**Problem description**
Write the entries out again in full and unchanged, dropping every image.
=== Begin Enclosure ===
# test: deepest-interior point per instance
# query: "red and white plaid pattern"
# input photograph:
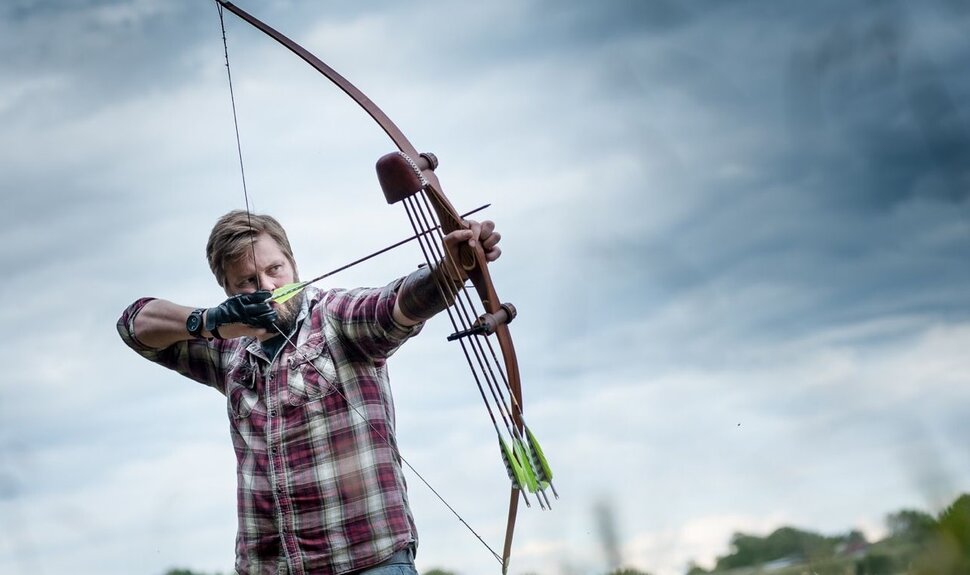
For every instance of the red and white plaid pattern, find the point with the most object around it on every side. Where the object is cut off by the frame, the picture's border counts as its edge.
(320, 487)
=== End Enclosure ===
**Written answer**
# test: deepest-interior point per instance
# query: "red and white plaid pattern"
# input photograph:
For every instance of the red and white plaid pattern, find the point with the most object around it on every side. Where the object is cut off by the frame, the picture's border counts as its edge.
(320, 487)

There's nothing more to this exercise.